■ PROBLEM REQUIREMENTS ■
Word for word, restate the lines from the top of the records below through the line with "box: [643, 650, 686, 793]", both included, with no pictures in the result.

DATA FOR THIS TASK section start

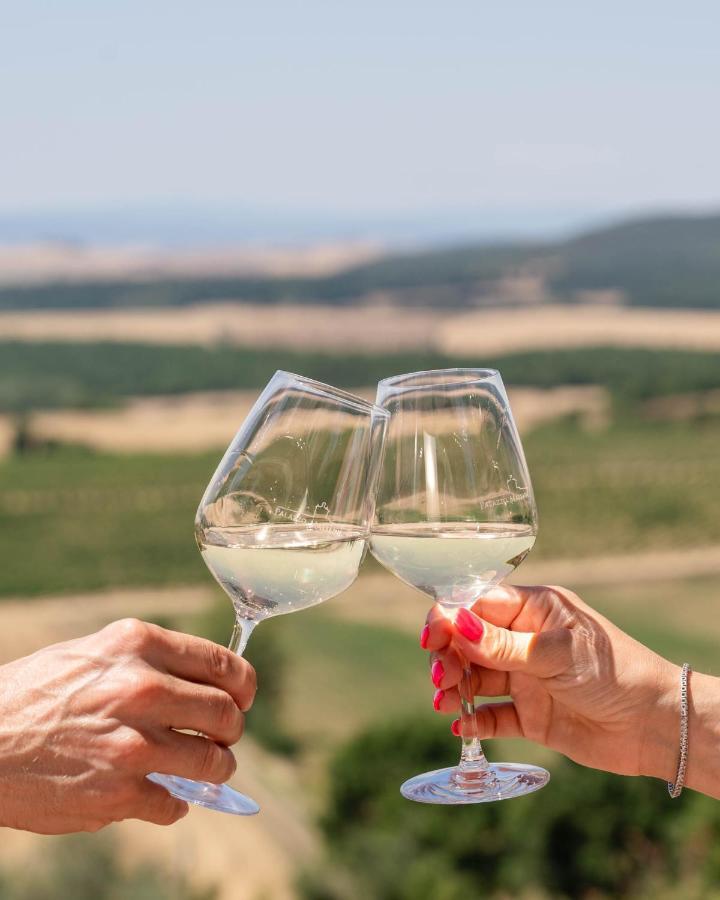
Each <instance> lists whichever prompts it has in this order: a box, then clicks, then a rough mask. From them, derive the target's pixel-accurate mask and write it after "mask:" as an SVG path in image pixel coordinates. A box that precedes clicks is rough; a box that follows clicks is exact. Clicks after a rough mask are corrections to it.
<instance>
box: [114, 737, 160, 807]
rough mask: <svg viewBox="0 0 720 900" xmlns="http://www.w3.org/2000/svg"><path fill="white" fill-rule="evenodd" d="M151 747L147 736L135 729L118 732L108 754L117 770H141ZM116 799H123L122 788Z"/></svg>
mask: <svg viewBox="0 0 720 900" xmlns="http://www.w3.org/2000/svg"><path fill="white" fill-rule="evenodd" d="M150 750H151V745H150V741H149V740H148V738H147V737H145V735H143V734H141V733H140V732H139V731H136V730H135V729H133V728H124V729H122V730H119V731H116V732H115V734H114V735H113V737H112V740H111V742H110V747H109V749H108V752H107V756H108V757H109V761H110V763H111V764H112V765H113V766H115V767H116V768H120V769H131V770H140V769H143V768H144V764H145V762H146V761H147V760H148V758H149V756H150ZM114 793H115V799H116V800H117V801H118V802H120V801H122V799H123V796H122V788H116V790H115V792H114Z"/></svg>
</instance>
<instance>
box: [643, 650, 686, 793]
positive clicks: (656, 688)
mask: <svg viewBox="0 0 720 900" xmlns="http://www.w3.org/2000/svg"><path fill="white" fill-rule="evenodd" d="M680 673H681V668H680V666H676V665H675V664H674V663H671V662H669V661H668V660H666V659H663V658H662V657H657V669H656V672H655V690H654V696H653V699H652V700H651V702H650V703H649V705H648V707H647V711H646V714H645V716H644V721H643V736H642V742H641V752H640V766H639V768H640V772H639V774H640V775H649V776H650V777H652V778H661V779H662V780H663V781H674V780H675V776H676V774H677V767H678V759H679V755H680ZM690 677H691V678H692V677H693V676H692V675H691V676H690Z"/></svg>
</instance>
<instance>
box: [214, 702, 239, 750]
mask: <svg viewBox="0 0 720 900" xmlns="http://www.w3.org/2000/svg"><path fill="white" fill-rule="evenodd" d="M216 715H217V723H218V727H219V728H220V730H221V731H222V732H223V734H227V735H228V737H229V738H230V740H231V742H232V743H234V742H235V741H237V740H238V739H239V738H240V735H241V734H242V713H241V712H240V710H239V709H238V708H237V706H236V704H235V701H234V700H233V699H232V697H230V695H229V694H223V696H222V697H221V699H220V700H219V701H218V706H217V712H216ZM236 734H237V736H235V735H236Z"/></svg>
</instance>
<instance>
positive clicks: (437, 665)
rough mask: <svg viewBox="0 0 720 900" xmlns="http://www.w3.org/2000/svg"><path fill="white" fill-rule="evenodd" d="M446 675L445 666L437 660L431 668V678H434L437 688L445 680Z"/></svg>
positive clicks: (430, 674)
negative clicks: (445, 676) (441, 681)
mask: <svg viewBox="0 0 720 900" xmlns="http://www.w3.org/2000/svg"><path fill="white" fill-rule="evenodd" d="M444 675H445V666H444V665H443V664H442V663H441V662H440V660H439V659H436V660H435V662H434V663H433V664H432V666H431V667H430V677H431V678H432V682H433V684H434V685H435V687H440V682H441V681H442V680H443V676H444Z"/></svg>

DATA FOR THIS TASK section end

■ SOLVED EXERCISE ■
Each <instance> lists whichever prompts it has in this order: a box, then clicks, then a rough mask. From them, derive the target's pixel-accurate mask and write it after "mask:" as an SVG path in image pixel coordinates. A box that precedes clicks is rough; a box that follows clicks is exact. Clicks after a rough mask are corrections to it.
<instance>
box: [114, 737, 160, 807]
rough mask: <svg viewBox="0 0 720 900" xmlns="http://www.w3.org/2000/svg"><path fill="white" fill-rule="evenodd" d="M151 747L147 736L135 729L118 732L108 754L117 770H141ZM116 799H123L122 788Z"/></svg>
mask: <svg viewBox="0 0 720 900" xmlns="http://www.w3.org/2000/svg"><path fill="white" fill-rule="evenodd" d="M150 750H151V745H150V741H149V740H148V738H147V737H145V735H143V734H141V733H140V732H139V731H136V730H135V729H133V728H124V729H122V730H119V731H116V732H115V734H114V735H113V737H112V740H111V742H110V747H109V749H108V752H107V756H108V757H109V761H110V763H111V764H112V765H113V766H115V767H116V768H120V769H131V770H140V769H143V768H144V764H145V762H146V761H147V760H148V758H149V756H150ZM114 793H115V799H116V800H117V801H118V802H120V801H122V799H123V796H122V788H116V790H115V792H114Z"/></svg>
</instance>
<instance>
box: [643, 650, 686, 793]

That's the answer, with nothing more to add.